**STORED RECORDS**
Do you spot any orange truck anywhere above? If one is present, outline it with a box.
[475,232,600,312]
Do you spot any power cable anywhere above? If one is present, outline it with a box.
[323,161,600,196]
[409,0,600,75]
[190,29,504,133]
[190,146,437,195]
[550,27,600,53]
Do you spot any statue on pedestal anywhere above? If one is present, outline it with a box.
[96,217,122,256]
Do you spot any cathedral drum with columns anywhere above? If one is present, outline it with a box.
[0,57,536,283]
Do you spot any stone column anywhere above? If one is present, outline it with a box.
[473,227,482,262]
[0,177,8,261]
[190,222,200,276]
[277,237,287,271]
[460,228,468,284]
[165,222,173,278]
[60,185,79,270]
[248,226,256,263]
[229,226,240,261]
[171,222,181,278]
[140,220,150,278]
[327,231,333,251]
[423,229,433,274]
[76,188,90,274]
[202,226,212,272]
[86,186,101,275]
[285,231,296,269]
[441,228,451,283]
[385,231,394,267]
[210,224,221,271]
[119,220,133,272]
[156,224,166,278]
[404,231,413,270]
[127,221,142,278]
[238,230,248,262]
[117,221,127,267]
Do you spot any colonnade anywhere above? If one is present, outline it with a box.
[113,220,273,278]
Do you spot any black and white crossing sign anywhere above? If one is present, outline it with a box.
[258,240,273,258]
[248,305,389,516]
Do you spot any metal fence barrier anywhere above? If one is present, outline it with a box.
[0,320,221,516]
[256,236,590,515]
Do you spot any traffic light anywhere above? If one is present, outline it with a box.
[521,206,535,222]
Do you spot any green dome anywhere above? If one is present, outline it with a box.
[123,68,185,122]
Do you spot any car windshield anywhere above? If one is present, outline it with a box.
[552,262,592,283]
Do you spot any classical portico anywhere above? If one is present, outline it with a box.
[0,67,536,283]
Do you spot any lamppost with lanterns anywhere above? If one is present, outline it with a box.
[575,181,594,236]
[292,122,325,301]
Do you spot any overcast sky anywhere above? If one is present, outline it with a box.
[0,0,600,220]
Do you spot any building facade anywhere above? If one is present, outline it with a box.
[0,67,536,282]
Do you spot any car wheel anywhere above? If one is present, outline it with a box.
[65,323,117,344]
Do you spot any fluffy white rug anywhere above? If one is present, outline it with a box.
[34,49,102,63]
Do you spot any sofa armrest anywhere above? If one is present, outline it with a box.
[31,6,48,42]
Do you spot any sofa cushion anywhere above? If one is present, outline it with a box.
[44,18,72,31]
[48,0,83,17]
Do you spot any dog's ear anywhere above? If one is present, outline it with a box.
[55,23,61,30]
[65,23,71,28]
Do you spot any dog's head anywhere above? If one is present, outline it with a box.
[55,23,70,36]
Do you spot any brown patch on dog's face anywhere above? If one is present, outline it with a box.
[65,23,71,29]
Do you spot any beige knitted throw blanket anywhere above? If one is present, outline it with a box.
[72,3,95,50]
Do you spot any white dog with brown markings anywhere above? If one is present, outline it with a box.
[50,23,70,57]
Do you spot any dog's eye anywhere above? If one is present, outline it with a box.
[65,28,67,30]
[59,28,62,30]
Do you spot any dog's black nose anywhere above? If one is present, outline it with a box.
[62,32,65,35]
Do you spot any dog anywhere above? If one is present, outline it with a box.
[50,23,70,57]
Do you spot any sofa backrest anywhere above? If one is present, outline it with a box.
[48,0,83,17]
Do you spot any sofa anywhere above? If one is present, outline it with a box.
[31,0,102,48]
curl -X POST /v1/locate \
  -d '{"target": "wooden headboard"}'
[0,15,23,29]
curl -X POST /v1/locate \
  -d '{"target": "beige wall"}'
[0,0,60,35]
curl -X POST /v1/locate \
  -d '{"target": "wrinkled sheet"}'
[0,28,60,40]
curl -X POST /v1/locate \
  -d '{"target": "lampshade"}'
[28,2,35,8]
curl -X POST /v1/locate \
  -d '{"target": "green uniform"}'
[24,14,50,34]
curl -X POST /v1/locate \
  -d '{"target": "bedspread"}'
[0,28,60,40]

**TASK PROMPT**
In the data above, rename every "sofa" to "couch" and reproduce all of it with nothing else altered.

**RESULT FOR THIS TASK**
Do you spot any orange truck anywhere above? If one is present, outline it with a box.
[475,232,600,312]
Do you spot any power cable anywhere above? If one is present, outline it with a box.
[323,161,600,196]
[409,0,600,75]
[190,29,504,133]
[190,146,437,195]
[550,27,600,53]
Do you spot any statue on pedestal anywhere above? If one is present, outline it with a box.
[96,217,122,256]
Do you spot any cathedral drum with columns anywhere above? If one is present, outline it with a box.
[0,57,536,283]
Do you spot any stone column anywhere above? If one is present, outline it with a box.
[473,227,482,262]
[0,177,8,261]
[190,222,200,276]
[277,237,287,271]
[460,228,468,284]
[165,222,173,278]
[60,185,79,270]
[248,226,256,263]
[229,226,240,261]
[171,222,181,278]
[140,220,150,278]
[327,231,333,251]
[423,229,433,274]
[76,188,90,274]
[202,226,212,272]
[86,186,101,275]
[285,231,296,269]
[441,228,451,283]
[385,231,394,267]
[210,224,221,271]
[119,220,133,272]
[156,224,166,278]
[404,231,413,270]
[127,221,142,278]
[238,230,248,262]
[117,221,127,267]
Do you spot any colonnade anywhere above? If one is present, outline it with a box.
[113,220,273,278]
Do you spot any black and white crossing sign anywhere above? If one is present, outline it with a box.
[258,240,273,258]
[248,305,389,516]
Do you spot any metal fence barrier anywhere above? If one is present, outline it with a box.
[0,320,221,516]
[256,236,590,515]
Do you spot any traffic light anywhere above? If one is present, outline it with a box.
[521,206,535,222]
Do you spot any green dome anywhere above? If one is present, outline it with a box.
[123,68,185,122]
Do you spot any car windshield anywhere above? If one is present, outline it with a box.
[552,262,592,283]
Do you spot any classical portico anywhere above? If one is present, outline it with a box.
[0,67,536,283]
Do you spot any lamppost with lanterns anywhere above? If one is present, outline it with a box.
[575,181,594,236]
[292,122,325,301]
Do you spot any overcast sky anywhere above? If one is present, outline it with a box.
[0,0,600,220]
Do you spot any building facade anywhere above? If one is present, outline it with a box.
[0,67,536,282]
Do you spot any car wheel anywhere above? If one is present, outline it with a box.
[65,323,117,344]
Do you spot any fluffy white rug anywhere above? If one is present, outline it with a box.
[34,49,102,63]
Do you spot any couch armrest anywhere above? If one is present, outline it with a box.
[31,6,48,42]
Do you spot any couch cushion anywhere above? If one is present, outline it with a box.
[44,18,72,31]
[48,0,83,17]
Do you spot any dog's ear anywhere above? If one is present, outline it with a box.
[55,23,61,30]
[65,23,71,28]
Do you spot any dog's head anywhere above? If one is present, outline it with a box.
[55,23,70,36]
Do you spot any brown patch on dog's face anywhere above? If one is present, outline it with a box.
[65,23,71,29]
Do you spot any beige knitted throw blanket anywhere above? If one is present, outline it with a box.
[72,3,95,50]
Do you spot any white dog with brown markings anywhere above? If one is present, outline it with a box.
[50,23,70,57]
Do you spot any dog's eye anywhere above? If one is present, outline it with a box.
[65,28,67,30]
[59,28,62,30]
Do you spot any dog's black nose anywhere above? If one is present, outline it with a box.
[62,32,65,35]
Do you spot any dog anywhere above? If one is present, outline it with a box.
[50,23,70,57]
Do you spot any couch backrest anywhere above? If one is present, outline it with a box.
[48,0,83,17]
Do you spot any couch anywhere above? If one is present, outline it with a box.
[31,0,102,48]
curl -X POST /v1/locate \
  -d '{"target": "wooden headboard"}'
[0,15,23,29]
curl -X POST /v1/locate \
  -d '{"target": "beige wall"}'
[0,0,60,35]
curl -X POST /v1/locate \
  -d '{"target": "wrinkled sheet"}'
[0,28,60,40]
curl -X POST /v1/locate \
  -d '{"target": "lampshade"}'
[28,2,35,8]
curl -X POST /v1/locate \
  -d '{"target": "green uniform"}'
[24,14,50,34]
curl -X POST /v1/locate \
  -d '{"target": "bedspread"}'
[0,28,60,40]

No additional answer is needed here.